## Supplied passage
1r:1
Amsterdam, 28 May 1877

My dear Theo,
Today Uncle Jan found some clothes that were Hendrik’s1 which he’s grown out of, and asked if I could use them, and I said if I might share them with you I’d gladly take them. So herewith a pair of duffle trousers2 which may well be of use to you in the autumn and winter, by which time you’ll likely be in need of them. I have a black pair.
Today was stormy, on my way to my lessons this morning I looked towards the Zuiderzee from the bridge. There was one white stripe on the horizon with dark grey clouds above it, the rain pouring down from them in slanting lines in the distance, standing out against this was the long row of houses with the Oosterkerk.3
Uncle Jan went to Leiden yesterday, so I was alone that day. In the morning I went to the Oosterkerk and heard a sermon4 on Isaiah 55:8 and 9, ‘For My thoughts are not your thoughts, neither are your ways My ways, saith the Lord. For as the Heavens are higher than the earth, so are My ways higher than your ways, and My thoughts higher than your thoughts’.
Walked to the seaside in the afternoon, and spent the rest of the day writing. The work and writing don’t yet go as fast and easily as I’d wish, but I hope to learn by practice, but, old boy, if I could I’d like to skip over a few years, though I trust that I shall succeed and that my lips shall speak the fullness of preaching the gospel and that my hand shall write it, and I pray that that be given me, but first one must get some rest when one already has several years of work behind one and feels one is on the way and is doing the same thing as those whom one loves.

## Short problem 1
Return the part of the letter to Theo starting at "Walked to the" and ending at "whom one loves.", copied word for word.
The records have no connection to the letter above.

## Records for the exercise
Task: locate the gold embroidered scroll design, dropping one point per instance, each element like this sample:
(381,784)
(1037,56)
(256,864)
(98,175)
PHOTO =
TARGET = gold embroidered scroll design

...

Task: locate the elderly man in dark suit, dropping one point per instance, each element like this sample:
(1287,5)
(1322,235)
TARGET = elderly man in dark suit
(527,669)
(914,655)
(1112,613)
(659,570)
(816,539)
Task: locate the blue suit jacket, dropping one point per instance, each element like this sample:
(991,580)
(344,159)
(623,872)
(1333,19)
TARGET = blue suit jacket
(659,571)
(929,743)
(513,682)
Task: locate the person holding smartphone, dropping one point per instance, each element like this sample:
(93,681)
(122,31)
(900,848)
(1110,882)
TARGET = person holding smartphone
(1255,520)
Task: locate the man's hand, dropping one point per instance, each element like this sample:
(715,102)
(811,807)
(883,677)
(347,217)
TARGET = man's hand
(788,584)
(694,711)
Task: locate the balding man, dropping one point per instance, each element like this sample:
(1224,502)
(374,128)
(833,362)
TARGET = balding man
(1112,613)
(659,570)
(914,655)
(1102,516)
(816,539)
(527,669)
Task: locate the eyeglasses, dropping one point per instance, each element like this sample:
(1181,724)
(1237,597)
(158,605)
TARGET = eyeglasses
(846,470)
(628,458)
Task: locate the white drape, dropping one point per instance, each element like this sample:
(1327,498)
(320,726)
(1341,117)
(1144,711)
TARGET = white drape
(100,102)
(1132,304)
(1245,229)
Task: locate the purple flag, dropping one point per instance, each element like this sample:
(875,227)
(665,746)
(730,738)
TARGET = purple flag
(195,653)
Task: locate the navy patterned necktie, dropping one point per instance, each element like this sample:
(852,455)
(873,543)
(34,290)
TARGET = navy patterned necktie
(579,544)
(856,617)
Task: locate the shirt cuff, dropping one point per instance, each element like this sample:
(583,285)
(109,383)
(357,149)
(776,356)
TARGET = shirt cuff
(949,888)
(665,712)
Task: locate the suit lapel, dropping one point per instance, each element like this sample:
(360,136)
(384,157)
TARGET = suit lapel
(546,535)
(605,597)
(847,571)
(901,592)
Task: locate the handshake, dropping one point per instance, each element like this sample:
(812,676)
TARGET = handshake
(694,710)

...

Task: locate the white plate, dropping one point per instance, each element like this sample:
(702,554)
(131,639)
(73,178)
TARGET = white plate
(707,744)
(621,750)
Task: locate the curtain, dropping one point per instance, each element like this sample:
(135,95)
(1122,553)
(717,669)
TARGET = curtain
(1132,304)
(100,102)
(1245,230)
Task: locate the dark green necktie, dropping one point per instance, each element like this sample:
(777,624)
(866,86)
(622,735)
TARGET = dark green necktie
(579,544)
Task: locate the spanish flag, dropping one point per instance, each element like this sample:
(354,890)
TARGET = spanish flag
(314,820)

## Short problem 2
In the records, rewrite only the lines starting at the line that contains "Task: locate the gold" and ending at the line that contains "TARGET = gold embroidered scroll design", with "scroll" changed to "floral" and everything else left the same.

## Output 1
Walked to the seaside in the afternoon, and spent the rest of the day writing. The work and writing don’t yet go as fast and easily as I’d wish, but I hope to learn by practice, but, old boy, if I could I’d like to skip over a few years, though I trust that I shall succeed and that my lips shall speak the fullness of preaching the gospel and that my hand shall write it, and I pray that that be given me, but first one must get some rest when one already has several years of work behind one and feels one is on the way and is doing the same thing as those whom one loves.

## Output 2
Task: locate the gold embroidered floral design, dropping one point per instance, each element like this sample:
(381,784)
(1037,56)
(256,864)
(98,175)
PHOTO =
TARGET = gold embroidered floral design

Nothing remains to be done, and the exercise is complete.